Exercise instructions:
Lines from the one containing "Would you mind indicating the dark storm" through the last line of the material below: print these exactly, and only these.

Data for analysis:
# # # # # # #

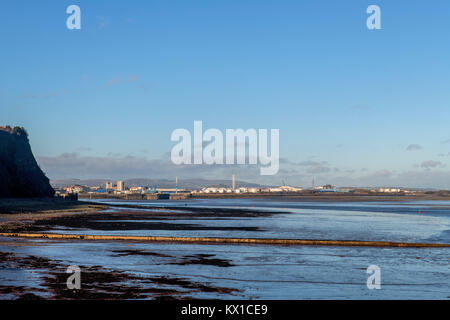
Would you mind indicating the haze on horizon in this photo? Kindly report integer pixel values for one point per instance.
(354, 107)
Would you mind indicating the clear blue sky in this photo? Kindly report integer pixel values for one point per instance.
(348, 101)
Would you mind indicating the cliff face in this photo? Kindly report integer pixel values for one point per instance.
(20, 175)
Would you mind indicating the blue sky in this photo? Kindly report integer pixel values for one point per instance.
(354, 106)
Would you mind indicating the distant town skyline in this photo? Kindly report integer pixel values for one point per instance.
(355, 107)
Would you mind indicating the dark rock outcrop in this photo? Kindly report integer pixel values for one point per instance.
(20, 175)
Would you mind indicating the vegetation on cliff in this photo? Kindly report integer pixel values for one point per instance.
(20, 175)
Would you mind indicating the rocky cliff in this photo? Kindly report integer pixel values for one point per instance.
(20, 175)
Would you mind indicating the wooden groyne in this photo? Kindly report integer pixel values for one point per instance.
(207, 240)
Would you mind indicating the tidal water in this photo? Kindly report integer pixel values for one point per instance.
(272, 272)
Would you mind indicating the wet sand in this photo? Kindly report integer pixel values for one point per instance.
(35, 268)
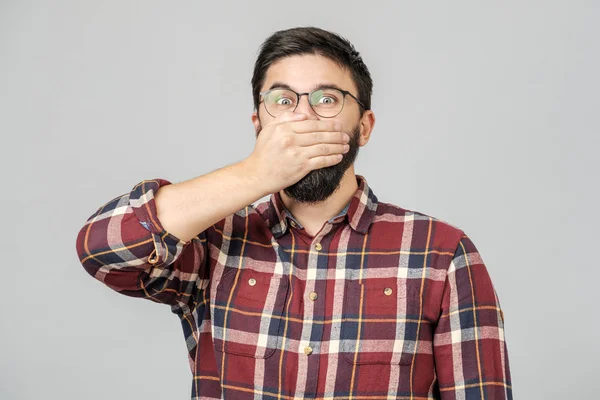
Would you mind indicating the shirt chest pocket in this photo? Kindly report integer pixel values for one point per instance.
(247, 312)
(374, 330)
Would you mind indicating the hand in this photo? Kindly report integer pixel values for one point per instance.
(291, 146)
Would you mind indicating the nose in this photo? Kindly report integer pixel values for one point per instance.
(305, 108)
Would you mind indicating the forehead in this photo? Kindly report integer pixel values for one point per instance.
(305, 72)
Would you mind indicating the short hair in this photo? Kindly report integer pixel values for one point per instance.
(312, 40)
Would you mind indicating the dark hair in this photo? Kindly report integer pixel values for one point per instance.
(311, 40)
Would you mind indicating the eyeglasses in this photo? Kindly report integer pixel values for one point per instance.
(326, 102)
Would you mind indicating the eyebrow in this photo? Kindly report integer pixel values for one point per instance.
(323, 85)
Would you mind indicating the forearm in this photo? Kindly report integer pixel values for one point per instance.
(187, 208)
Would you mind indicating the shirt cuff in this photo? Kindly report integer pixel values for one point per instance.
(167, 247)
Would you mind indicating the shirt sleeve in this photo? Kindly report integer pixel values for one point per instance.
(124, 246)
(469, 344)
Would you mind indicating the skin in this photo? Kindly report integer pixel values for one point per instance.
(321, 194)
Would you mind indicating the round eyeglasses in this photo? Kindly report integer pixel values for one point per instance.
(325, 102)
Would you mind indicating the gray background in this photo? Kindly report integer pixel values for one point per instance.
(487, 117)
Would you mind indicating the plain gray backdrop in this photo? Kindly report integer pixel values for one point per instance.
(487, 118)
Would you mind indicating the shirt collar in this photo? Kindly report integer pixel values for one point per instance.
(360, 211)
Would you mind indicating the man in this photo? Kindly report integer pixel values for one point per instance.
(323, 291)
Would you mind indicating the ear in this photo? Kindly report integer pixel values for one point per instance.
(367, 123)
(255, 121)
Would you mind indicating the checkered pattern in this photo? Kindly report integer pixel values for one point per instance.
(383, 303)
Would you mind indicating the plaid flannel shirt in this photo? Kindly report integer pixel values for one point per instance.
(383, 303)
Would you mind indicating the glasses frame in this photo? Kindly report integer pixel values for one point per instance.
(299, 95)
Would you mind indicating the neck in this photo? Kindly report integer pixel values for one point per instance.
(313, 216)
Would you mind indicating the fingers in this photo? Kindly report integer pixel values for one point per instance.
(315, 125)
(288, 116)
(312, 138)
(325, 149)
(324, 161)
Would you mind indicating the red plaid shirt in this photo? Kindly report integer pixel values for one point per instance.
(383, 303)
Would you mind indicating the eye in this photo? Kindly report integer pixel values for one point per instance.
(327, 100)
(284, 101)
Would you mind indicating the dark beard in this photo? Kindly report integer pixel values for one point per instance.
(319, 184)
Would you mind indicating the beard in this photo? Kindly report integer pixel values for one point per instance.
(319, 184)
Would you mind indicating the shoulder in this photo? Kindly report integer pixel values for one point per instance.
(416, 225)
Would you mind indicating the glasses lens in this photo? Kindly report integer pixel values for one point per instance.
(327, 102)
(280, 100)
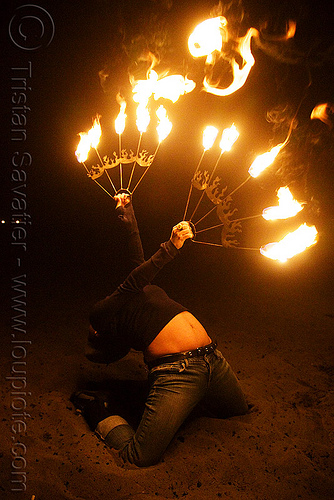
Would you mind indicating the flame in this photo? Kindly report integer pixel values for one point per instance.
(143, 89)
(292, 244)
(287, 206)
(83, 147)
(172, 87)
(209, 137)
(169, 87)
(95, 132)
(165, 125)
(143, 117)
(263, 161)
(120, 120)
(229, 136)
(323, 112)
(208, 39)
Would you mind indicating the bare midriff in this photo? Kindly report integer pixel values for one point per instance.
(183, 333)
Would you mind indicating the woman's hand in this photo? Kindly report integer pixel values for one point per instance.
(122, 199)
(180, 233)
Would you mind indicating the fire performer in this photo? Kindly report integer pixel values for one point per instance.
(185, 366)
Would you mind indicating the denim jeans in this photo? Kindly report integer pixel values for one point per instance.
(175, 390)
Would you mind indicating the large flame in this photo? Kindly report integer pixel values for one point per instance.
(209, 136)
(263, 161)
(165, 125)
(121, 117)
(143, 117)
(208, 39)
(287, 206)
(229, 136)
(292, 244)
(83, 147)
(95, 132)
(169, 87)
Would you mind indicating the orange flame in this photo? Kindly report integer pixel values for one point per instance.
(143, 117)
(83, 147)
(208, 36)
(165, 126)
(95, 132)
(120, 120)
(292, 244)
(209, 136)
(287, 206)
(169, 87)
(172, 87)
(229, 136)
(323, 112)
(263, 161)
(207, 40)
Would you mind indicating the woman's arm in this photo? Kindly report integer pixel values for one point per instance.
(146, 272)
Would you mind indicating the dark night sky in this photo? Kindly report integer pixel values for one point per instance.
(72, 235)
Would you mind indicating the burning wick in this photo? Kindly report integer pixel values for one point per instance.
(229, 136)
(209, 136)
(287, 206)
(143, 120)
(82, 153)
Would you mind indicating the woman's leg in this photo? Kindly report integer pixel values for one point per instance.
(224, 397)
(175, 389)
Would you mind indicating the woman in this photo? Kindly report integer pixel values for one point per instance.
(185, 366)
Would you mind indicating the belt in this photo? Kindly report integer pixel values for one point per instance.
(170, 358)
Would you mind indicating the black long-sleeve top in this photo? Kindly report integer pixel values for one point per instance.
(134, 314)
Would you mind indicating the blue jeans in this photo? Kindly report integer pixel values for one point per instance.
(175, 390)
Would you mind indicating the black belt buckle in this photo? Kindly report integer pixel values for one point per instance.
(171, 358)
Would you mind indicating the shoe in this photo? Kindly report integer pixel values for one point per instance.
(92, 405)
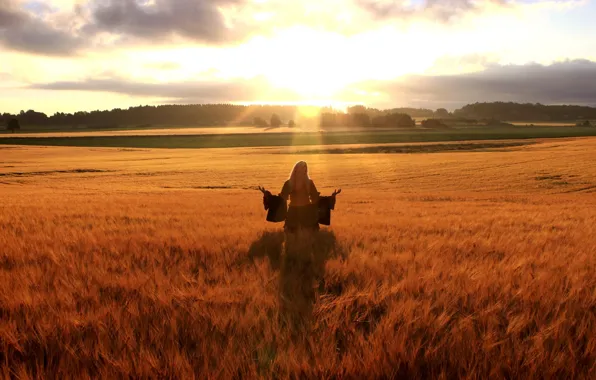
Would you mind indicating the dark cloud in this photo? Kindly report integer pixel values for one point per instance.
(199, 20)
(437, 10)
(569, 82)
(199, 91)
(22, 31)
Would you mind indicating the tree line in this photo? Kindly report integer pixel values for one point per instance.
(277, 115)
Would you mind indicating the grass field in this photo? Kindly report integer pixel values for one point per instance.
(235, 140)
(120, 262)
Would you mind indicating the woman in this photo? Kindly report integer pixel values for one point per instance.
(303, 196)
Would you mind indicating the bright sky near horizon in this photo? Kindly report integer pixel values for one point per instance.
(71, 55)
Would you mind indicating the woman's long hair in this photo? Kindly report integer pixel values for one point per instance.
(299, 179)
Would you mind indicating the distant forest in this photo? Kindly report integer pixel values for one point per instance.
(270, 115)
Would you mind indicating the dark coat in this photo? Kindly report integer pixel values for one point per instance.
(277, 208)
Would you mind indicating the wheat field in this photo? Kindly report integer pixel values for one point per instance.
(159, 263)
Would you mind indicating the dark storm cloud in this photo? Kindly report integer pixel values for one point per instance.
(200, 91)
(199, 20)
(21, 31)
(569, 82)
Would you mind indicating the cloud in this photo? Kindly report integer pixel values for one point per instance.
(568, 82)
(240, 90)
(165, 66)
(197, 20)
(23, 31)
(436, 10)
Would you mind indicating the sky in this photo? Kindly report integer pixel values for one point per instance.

# # # # # # #

Solution below:
Would you mind indicating the dark storm cloud in this photo? Kindly report integer pixel values for one point per instance.
(200, 91)
(199, 20)
(21, 31)
(569, 82)
Would you mind indicating the cloud in this photo? Kindly report integer pixel values for one point per instance.
(568, 82)
(240, 90)
(165, 66)
(197, 20)
(23, 31)
(436, 10)
Would you mind indicating the sky in this photo? Kindly report integer pixel values for one point per instance.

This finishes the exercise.